QUESTIONS ON THE MATERIAL:
1. According to the Million Hearts article, how many patients a year does Schneider's group serve?
2. In the Million Hearts article, rewrite the passage from "The Centers for" to "Jo Gurley said.", renaming "Greg" as "Gregory".
3. Do these statements agree with the Million Hearts article? (a) Both of Gurley's parents had heart disease. (b) Gurley currently smokes. (c) The effort aims to prevent a million heart attacks or strokes over ten years.

STUDY TEXT:
====

The Centers for Medicare and Medicaid Services is teaming with heart care partners across the country to prevent a million heart attacks or strokes over the next five years. For 69-year-old Greg Gurley, it was his wife, Jo, who may have saved his life.

"I had been trying for years to try and get Greg into some type of exercise program and to eat right," Jo Gurley said.

Her efforts led him to the University of North Carolina's Rex Healthcare's center in Goldsboro with North Carolina Heart and Vascular.

A recent physical exam got Greg Gurley's attention.

"The EKG they ran on me didn't show quite what they wanted," Greg Gurley said.

Both Gurley's parents had heart disease. So, for at-risk patients like him, cardiologist Dr. Joel Schneider and The Million Hearts Initiative preach the "ABC'S" of preventing heart attack or stroke.

"The 'A' being an aspirin per day for patients who could take an aspirin a day," Schneider said.

The "B" is for blood pressure control, and the "C" is for cholesterol management.

"Finally, the 'S' is smoking, and you don't smoke, and you did a great job about that years ago," Schneider said.

NC Heart and Vascular specialists like Schneider know that eastern North Carolina has a high prevalence of heart attack and stroke.

"We serve over 70,000 patients a year, so our group participating with A Million Hearts can make an enormous impact," Schneider said.

Gurley's prescription is a healthy diet for a healthy weight, physical activity, no smoking and limiting alcohol consumption.

"I'm hoping that it's going to work like it's supposed to if I do my part," Gurley said.

For patients screened in the Million Heart program who do not have current heart issues, Schneider says the goal is prevention because as people age, their health situations can change quickly. Experts recommend regular trips to the doctor to stay on top of potential health problems.

====

EXTRACTED ENTRIES:
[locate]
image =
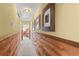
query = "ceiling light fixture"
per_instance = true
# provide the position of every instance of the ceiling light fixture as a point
(28, 10)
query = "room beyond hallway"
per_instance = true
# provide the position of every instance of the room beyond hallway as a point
(26, 48)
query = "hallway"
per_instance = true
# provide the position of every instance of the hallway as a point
(53, 29)
(26, 48)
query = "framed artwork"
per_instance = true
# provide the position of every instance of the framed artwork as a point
(48, 18)
(37, 23)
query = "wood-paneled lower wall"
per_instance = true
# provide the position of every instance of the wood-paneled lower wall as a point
(47, 45)
(9, 45)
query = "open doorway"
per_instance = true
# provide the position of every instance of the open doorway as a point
(26, 30)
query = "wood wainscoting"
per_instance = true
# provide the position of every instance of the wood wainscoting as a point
(47, 45)
(9, 45)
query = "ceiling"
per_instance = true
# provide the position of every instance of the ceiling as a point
(24, 15)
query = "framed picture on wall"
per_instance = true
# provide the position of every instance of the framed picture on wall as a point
(37, 23)
(48, 18)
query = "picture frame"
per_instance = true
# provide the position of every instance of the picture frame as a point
(48, 18)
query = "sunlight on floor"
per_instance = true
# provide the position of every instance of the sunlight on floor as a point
(26, 48)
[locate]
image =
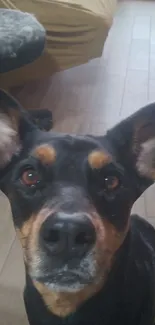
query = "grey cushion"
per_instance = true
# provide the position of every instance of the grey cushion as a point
(22, 39)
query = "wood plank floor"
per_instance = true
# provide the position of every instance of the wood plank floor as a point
(91, 98)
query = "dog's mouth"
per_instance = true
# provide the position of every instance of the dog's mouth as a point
(70, 280)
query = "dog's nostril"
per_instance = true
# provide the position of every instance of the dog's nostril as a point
(83, 238)
(53, 236)
(68, 236)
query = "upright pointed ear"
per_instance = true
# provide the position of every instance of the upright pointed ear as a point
(134, 141)
(15, 122)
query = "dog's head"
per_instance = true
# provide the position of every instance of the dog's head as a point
(71, 196)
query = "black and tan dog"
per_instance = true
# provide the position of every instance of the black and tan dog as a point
(87, 261)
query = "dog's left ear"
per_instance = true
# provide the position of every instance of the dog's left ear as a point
(134, 141)
(15, 123)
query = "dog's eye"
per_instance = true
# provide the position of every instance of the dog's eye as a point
(30, 177)
(111, 183)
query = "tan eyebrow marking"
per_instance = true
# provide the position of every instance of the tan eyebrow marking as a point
(98, 159)
(45, 153)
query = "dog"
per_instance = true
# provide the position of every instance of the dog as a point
(87, 259)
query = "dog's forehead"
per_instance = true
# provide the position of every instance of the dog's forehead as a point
(70, 146)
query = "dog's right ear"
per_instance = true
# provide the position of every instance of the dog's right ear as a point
(15, 123)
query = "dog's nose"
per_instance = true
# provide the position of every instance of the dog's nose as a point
(68, 236)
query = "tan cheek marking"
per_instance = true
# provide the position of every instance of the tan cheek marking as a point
(63, 304)
(109, 240)
(98, 159)
(45, 153)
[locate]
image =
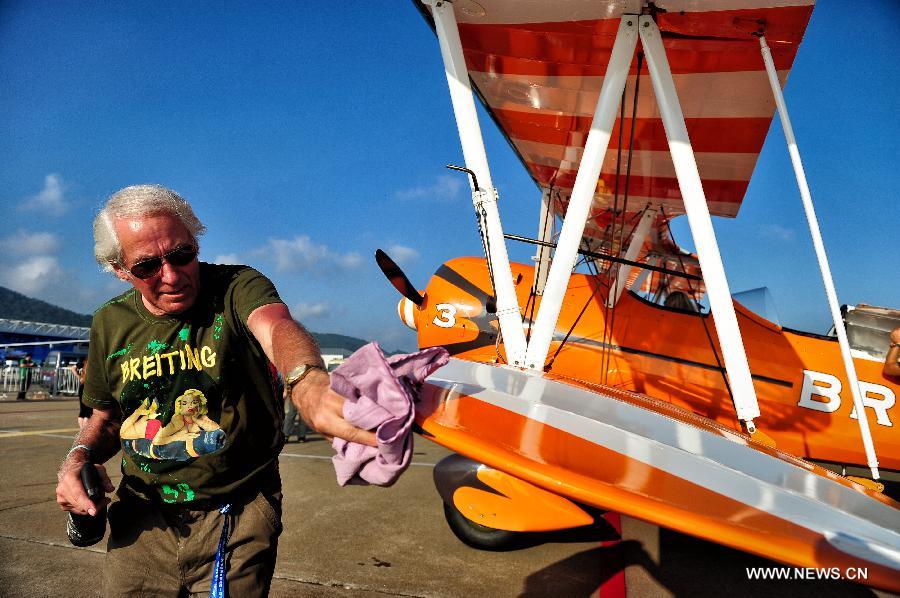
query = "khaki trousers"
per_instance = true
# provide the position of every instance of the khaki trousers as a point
(161, 550)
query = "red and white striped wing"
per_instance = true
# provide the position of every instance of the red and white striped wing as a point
(539, 66)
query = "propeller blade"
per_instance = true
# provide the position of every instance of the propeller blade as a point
(397, 278)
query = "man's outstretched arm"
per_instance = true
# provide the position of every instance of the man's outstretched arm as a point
(287, 345)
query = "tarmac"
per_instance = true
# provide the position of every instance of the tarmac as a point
(365, 541)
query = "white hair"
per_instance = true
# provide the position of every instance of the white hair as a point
(138, 201)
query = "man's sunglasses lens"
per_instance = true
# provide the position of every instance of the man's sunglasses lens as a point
(180, 257)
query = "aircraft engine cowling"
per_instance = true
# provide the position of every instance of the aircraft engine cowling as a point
(406, 309)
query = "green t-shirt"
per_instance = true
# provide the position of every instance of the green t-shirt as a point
(201, 415)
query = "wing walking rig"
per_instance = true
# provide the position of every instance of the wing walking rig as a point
(626, 114)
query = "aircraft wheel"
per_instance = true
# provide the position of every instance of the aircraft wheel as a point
(478, 536)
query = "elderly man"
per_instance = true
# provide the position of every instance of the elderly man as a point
(190, 329)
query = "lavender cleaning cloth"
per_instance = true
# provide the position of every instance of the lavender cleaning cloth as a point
(380, 393)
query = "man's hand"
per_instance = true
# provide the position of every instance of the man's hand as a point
(287, 345)
(101, 433)
(322, 408)
(70, 494)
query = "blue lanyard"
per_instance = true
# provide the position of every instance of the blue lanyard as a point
(218, 588)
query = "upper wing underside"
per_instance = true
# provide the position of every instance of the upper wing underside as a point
(538, 66)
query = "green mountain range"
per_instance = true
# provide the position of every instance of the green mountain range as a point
(16, 306)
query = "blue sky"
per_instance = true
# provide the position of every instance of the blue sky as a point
(306, 136)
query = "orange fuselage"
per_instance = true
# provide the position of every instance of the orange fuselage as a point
(674, 356)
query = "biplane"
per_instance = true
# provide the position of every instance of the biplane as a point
(597, 376)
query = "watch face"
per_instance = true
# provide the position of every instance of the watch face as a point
(296, 373)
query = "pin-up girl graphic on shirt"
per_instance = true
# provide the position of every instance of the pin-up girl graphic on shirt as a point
(189, 433)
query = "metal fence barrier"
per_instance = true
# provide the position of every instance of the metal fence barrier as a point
(54, 381)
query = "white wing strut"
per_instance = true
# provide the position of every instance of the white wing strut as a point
(694, 198)
(485, 198)
(816, 235)
(545, 234)
(583, 192)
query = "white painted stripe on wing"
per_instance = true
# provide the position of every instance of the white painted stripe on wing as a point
(723, 464)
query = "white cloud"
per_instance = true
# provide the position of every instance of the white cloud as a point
(302, 254)
(33, 275)
(228, 258)
(50, 200)
(26, 243)
(305, 311)
(402, 254)
(776, 232)
(444, 188)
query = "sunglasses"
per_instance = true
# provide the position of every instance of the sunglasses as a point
(180, 256)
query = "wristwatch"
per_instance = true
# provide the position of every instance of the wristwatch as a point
(297, 374)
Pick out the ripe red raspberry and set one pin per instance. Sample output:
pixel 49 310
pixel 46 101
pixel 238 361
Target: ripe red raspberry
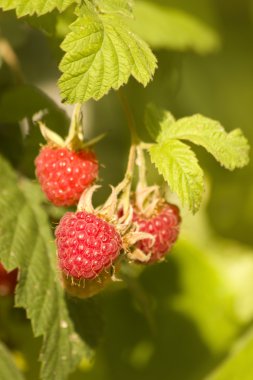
pixel 64 174
pixel 86 244
pixel 8 281
pixel 164 226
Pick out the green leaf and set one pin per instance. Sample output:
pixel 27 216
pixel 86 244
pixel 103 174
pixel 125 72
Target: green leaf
pixel 30 7
pixel 164 27
pixel 123 7
pixel 101 54
pixel 27 243
pixel 8 369
pixel 238 365
pixel 179 167
pixel 230 149
pixel 157 120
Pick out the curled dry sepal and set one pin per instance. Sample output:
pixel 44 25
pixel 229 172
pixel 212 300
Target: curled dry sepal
pixel 65 168
pixel 92 242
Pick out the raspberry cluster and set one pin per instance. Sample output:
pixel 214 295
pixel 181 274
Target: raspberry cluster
pixel 87 245
pixel 163 226
pixel 64 174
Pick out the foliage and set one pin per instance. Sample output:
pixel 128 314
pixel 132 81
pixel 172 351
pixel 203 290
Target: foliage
pixel 191 316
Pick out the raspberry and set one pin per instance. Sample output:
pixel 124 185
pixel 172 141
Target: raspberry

====

LIST OF SOLUTIONS:
1. Over 70,000 patients a year.

2.
The Centers for Medicare and Medicaid Services is teaming with heart care partners across the country to prevent a million heart attacks or strokes over the next five years. For 69-year-old Gregory Gurley, it was his wife, Jo, who may have saved his life.

"I had been trying for years to try and get Gregory into some type of exercise program and to eat right," Jo Gurley said.

3.
(a) Yes: "Both Gurley's parents had heart disease."
(b) No: "you don't smoke, and you did a great job about that years ago"
(c) No: "over the next five years"